Stored data
>>>>
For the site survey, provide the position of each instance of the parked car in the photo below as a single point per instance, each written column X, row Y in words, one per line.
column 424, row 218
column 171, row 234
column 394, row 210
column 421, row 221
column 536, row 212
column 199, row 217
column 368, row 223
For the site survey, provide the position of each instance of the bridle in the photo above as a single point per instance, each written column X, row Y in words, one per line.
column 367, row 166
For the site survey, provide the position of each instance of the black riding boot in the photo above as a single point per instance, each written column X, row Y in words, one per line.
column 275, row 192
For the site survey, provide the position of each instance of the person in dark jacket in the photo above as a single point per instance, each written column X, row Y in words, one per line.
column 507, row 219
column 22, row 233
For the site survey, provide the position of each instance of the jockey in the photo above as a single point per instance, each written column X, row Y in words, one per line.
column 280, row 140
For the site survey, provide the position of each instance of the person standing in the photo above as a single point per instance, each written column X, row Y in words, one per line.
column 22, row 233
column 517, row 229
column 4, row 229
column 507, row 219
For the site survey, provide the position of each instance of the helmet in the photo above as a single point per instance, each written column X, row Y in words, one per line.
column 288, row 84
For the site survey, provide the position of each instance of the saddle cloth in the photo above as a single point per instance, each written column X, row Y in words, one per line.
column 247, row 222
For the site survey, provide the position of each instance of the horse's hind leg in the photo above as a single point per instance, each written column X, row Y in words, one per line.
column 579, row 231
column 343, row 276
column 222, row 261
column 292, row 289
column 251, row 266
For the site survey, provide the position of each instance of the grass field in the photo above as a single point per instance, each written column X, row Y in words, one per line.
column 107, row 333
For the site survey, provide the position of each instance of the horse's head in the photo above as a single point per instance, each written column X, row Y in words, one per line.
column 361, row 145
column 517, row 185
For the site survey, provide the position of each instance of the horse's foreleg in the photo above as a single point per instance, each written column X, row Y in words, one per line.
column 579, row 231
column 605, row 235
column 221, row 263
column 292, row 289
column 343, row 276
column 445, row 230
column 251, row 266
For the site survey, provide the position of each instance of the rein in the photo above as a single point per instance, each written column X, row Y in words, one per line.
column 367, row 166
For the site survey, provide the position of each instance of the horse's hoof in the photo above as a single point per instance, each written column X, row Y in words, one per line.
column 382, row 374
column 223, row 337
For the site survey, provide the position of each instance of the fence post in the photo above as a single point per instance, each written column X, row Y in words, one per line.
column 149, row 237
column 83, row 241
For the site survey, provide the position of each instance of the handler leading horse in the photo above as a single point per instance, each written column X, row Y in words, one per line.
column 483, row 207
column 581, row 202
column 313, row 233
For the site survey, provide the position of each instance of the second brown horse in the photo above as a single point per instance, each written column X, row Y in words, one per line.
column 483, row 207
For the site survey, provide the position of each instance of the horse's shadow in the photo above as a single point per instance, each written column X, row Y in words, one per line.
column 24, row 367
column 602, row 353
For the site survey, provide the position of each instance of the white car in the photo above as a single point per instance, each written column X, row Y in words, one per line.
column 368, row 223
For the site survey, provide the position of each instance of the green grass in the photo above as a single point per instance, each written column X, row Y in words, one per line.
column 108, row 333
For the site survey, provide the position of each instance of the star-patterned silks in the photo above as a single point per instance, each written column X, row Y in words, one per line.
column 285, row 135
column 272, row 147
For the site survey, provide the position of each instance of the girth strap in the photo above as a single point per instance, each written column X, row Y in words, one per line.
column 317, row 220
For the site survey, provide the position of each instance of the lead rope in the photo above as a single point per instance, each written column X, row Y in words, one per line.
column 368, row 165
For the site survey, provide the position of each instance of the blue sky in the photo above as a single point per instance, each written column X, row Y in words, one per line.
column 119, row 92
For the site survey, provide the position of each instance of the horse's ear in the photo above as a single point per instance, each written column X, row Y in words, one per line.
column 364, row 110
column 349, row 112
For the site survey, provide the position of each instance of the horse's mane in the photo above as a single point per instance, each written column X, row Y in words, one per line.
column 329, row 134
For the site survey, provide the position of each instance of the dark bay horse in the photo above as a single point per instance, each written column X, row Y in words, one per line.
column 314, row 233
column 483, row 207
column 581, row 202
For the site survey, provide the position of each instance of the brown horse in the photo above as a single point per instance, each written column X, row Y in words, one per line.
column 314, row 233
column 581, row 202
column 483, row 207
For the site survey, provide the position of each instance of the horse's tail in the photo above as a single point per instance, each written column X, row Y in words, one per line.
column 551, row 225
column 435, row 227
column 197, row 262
<<<<
Directions for this task
Include both ends. Return the line holding "the horse's tail" and all lines after it in the records above, exactly as written.

Answer
For the site survey, provide the position of each instance of the horse's tail in the photo above as a single point per instance, each written column X, row Y in words, one per line.
column 551, row 225
column 435, row 227
column 197, row 262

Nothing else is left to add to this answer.